:: ESTRATTO
Personale o nazionale? La conversione di massa è raramente una vera conversione. Uscita dal sottosuolo la Chiesa Russa è diventata una protagonista sulla scena politica e sociale. Essa si è presentata ed è diventata davvero l’unico organismo che unisce, spiritualmente, culturalmente e linguisticamente, tutte le ex-repubbliche dell’Unione Sovietica. Perché la Chiesa Russa si trova non solo in Russia - bisogna ricordarlo bene – ma anche in Ucraina, in Bielorussia, nelle repubbliche baltiche e dell’Asia Centrale poiché in tutta la cosiddetta Comunità degli Stati Indipendenti rimarrà per lungo tempo una massiccia presenza di russi che rimangono fedeli alla loro Chiesa. La Chiesa Russa si trova anche sui sei continenti, e, naturalmente, in Italia. E questa presenza, spirituale e culturale, non può essere tagliata da una certa presenza ed influenza politica. Anzi, a volte la Chiesa è percepita come ultimo vestigio dello scomparso impero sovietico, cosa che suscita una grande nostalgia per il passato, per la cosiddetta “Russia storica” (anche quella sotto la maschera comunista). I grandi costruttori di questo impero, come “i sacri mostri” - Ivan il Terribile nel passato lontano o Stalin nel passato recente - sono maggiormente venerati ed assolti dai loro innumerevoli crimini. Sono diventati delle rispettabilissime figure della storia russa. Così, in un concorso nazionale relativo alle figure più eminenti della storia russa, organizzato un paio di anni fa e avente come titolo “il nome della Russia”, questi due personaggi sono stati considerati quasi dei vincitori nell’elenco delle prime dieci personalità.
::::
:: RIGHE DI ORIGINE
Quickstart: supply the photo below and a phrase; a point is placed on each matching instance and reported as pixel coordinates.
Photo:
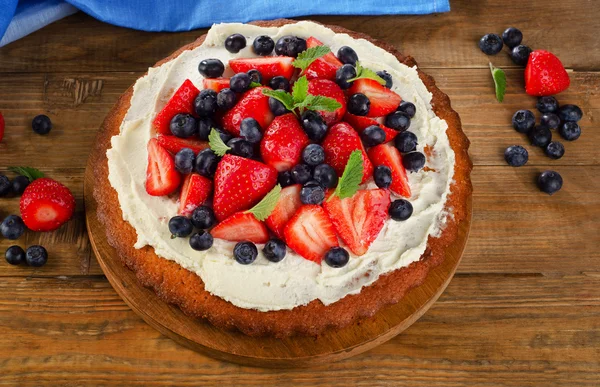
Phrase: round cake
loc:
(282, 177)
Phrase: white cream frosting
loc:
(264, 285)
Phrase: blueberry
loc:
(313, 155)
(516, 156)
(274, 250)
(205, 103)
(413, 161)
(373, 135)
(547, 104)
(523, 121)
(263, 45)
(540, 136)
(400, 210)
(12, 227)
(203, 217)
(36, 256)
(549, 182)
(314, 125)
(570, 131)
(406, 142)
(490, 44)
(398, 121)
(325, 175)
(512, 37)
(206, 163)
(279, 83)
(184, 160)
(347, 55)
(358, 104)
(343, 74)
(234, 43)
(245, 252)
(201, 241)
(15, 255)
(41, 124)
(337, 257)
(382, 176)
(211, 68)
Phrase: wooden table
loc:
(523, 309)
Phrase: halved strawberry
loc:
(329, 89)
(241, 226)
(181, 102)
(339, 143)
(383, 100)
(194, 191)
(310, 233)
(161, 176)
(269, 66)
(287, 205)
(283, 142)
(325, 66)
(253, 104)
(240, 183)
(388, 155)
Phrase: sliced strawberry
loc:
(240, 183)
(287, 205)
(383, 100)
(194, 191)
(161, 176)
(310, 233)
(359, 219)
(388, 155)
(269, 66)
(329, 89)
(324, 67)
(181, 102)
(241, 226)
(339, 143)
(253, 104)
(283, 142)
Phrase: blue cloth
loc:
(19, 20)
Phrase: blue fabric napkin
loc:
(19, 18)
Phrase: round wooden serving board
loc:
(236, 347)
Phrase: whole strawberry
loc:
(46, 205)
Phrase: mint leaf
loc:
(264, 208)
(28, 172)
(499, 82)
(216, 143)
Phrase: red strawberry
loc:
(240, 183)
(287, 205)
(339, 143)
(545, 74)
(181, 102)
(161, 176)
(383, 100)
(359, 219)
(269, 66)
(252, 104)
(217, 84)
(46, 205)
(324, 67)
(388, 155)
(174, 144)
(241, 226)
(360, 123)
(283, 142)
(329, 89)
(310, 233)
(194, 191)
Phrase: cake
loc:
(352, 246)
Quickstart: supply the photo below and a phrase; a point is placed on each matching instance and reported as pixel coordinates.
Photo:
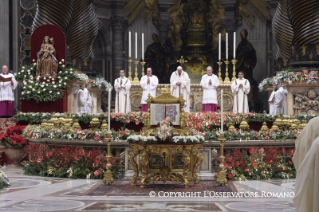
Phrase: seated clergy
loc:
(122, 86)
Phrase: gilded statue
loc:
(47, 64)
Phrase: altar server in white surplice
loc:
(180, 84)
(240, 88)
(7, 85)
(271, 100)
(85, 102)
(149, 84)
(122, 86)
(306, 161)
(209, 84)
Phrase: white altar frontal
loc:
(195, 96)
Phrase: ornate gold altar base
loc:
(162, 162)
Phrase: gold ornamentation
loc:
(190, 157)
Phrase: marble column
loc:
(4, 33)
(163, 30)
(117, 46)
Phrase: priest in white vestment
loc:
(149, 84)
(307, 166)
(240, 89)
(7, 85)
(209, 84)
(122, 86)
(180, 84)
(304, 141)
(85, 102)
(271, 100)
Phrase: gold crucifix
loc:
(182, 61)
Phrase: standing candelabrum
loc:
(143, 71)
(220, 72)
(234, 61)
(221, 179)
(108, 175)
(129, 68)
(136, 81)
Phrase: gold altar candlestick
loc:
(220, 72)
(129, 68)
(108, 175)
(136, 81)
(143, 63)
(227, 80)
(234, 61)
(221, 179)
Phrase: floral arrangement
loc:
(310, 76)
(259, 163)
(4, 181)
(13, 138)
(37, 118)
(67, 161)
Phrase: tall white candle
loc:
(219, 47)
(226, 45)
(234, 45)
(135, 45)
(109, 110)
(221, 111)
(142, 46)
(129, 44)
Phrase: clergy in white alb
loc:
(240, 89)
(85, 102)
(122, 86)
(7, 85)
(149, 84)
(180, 84)
(209, 84)
(307, 180)
(304, 141)
(271, 101)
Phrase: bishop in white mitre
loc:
(306, 161)
(7, 85)
(85, 102)
(149, 84)
(180, 84)
(122, 86)
(240, 88)
(209, 84)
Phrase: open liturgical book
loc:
(160, 111)
(3, 79)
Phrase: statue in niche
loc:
(47, 64)
(155, 57)
(246, 56)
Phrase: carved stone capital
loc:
(117, 22)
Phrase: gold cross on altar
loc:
(182, 61)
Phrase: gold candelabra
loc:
(108, 175)
(221, 179)
(143, 63)
(227, 80)
(136, 81)
(234, 61)
(129, 68)
(220, 72)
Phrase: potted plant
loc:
(14, 143)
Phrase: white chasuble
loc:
(6, 88)
(240, 95)
(122, 98)
(184, 88)
(209, 90)
(148, 88)
(85, 101)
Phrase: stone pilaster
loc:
(117, 46)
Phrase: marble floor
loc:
(33, 193)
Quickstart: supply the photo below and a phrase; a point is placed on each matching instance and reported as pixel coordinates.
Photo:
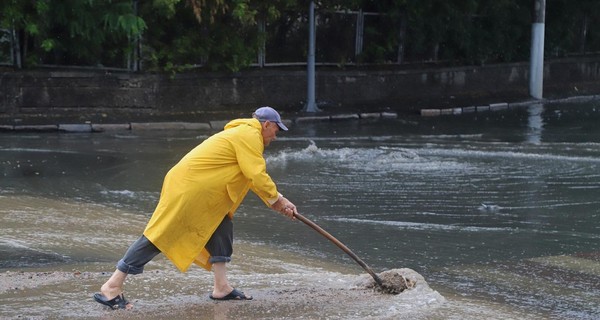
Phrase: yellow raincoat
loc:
(208, 183)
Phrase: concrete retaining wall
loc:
(44, 97)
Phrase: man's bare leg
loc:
(221, 285)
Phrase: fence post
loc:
(536, 68)
(360, 27)
(15, 49)
(262, 46)
(311, 105)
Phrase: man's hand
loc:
(285, 207)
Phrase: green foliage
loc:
(178, 35)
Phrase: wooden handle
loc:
(340, 245)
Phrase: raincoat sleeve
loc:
(249, 152)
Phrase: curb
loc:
(212, 125)
(219, 124)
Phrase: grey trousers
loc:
(142, 251)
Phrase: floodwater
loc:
(498, 212)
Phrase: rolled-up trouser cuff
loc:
(124, 267)
(219, 259)
(137, 256)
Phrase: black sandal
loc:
(118, 302)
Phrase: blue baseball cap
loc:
(269, 114)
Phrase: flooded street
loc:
(498, 212)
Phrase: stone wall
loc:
(43, 96)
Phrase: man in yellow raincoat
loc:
(200, 194)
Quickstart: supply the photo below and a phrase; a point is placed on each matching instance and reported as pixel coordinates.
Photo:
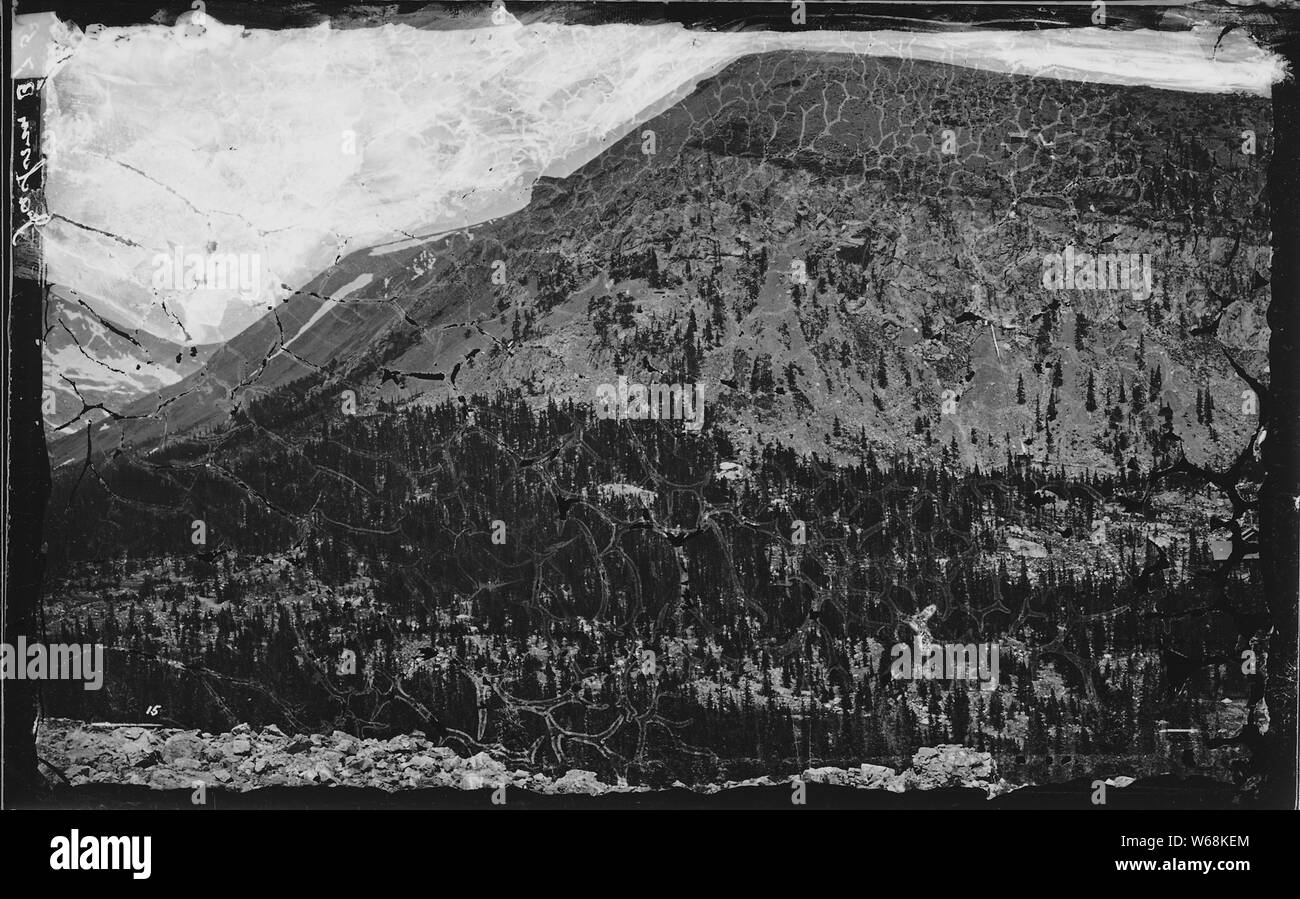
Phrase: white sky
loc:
(237, 139)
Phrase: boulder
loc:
(484, 763)
(576, 781)
(185, 745)
(950, 765)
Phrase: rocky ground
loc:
(250, 759)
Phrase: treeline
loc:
(501, 573)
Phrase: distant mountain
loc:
(92, 360)
(843, 251)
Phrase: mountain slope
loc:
(91, 360)
(802, 246)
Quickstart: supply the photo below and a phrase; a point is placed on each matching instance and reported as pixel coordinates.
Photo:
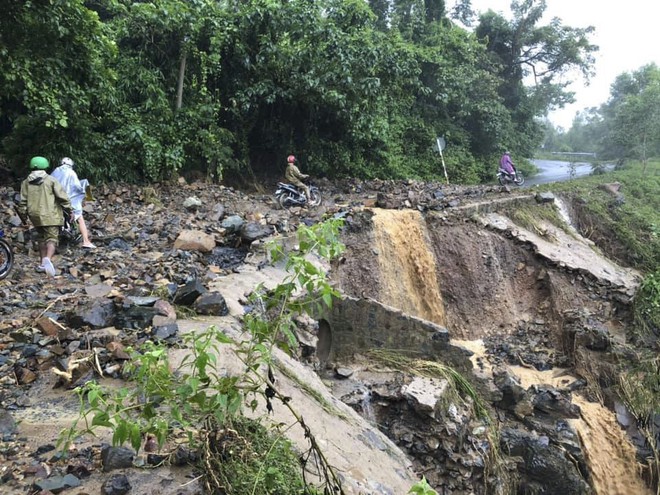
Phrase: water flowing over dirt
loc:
(408, 271)
(610, 455)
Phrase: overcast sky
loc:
(626, 33)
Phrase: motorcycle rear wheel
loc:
(284, 200)
(315, 197)
(6, 258)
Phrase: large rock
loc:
(116, 458)
(188, 293)
(195, 240)
(99, 313)
(424, 394)
(211, 303)
(253, 231)
(233, 224)
(543, 467)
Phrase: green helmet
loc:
(39, 162)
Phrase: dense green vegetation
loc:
(138, 90)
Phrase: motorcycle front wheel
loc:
(315, 197)
(6, 258)
(284, 200)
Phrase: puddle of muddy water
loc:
(609, 453)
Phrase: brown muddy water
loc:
(408, 270)
(609, 453)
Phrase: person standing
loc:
(75, 188)
(44, 203)
(295, 176)
(507, 165)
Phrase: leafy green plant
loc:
(422, 487)
(647, 305)
(198, 399)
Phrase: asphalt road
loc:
(556, 171)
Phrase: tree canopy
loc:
(145, 90)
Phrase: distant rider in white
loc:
(75, 188)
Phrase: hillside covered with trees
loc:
(143, 90)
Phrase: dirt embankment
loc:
(411, 253)
(537, 300)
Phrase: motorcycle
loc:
(6, 256)
(289, 195)
(505, 178)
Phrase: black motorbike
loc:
(505, 178)
(6, 256)
(289, 195)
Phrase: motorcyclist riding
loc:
(506, 164)
(295, 176)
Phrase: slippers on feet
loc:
(48, 267)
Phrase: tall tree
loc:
(632, 116)
(532, 59)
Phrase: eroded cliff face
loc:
::::
■ CONSEGNA 1
Rispondi in base all'estratto:
(a) In quanti continenti si trova la Chiesa Russa?
(b) Quali due personaggi sono indicati come "i sacri mostri"?
(c) Che titolo aveva il concorso nazionale sulle figure più eminenti della storia russa?
■ CONSEGNA 2
Estrai dalle righe, copiandole per intero, tutte quelle che contengono la stringa "wooden". Maiuscole e minuscole contano.
Le righe non hanno alcun legame con l'estratto.

■ SOLUZIONE 1
(a) Sei.
(b) Ivan il Terribile e Stalin.
(c) "il nome della Russia".

■ SOLUZIONE 2
Phrase: wooden table
Phrase: round wooden serving board
Phrase: wooden handle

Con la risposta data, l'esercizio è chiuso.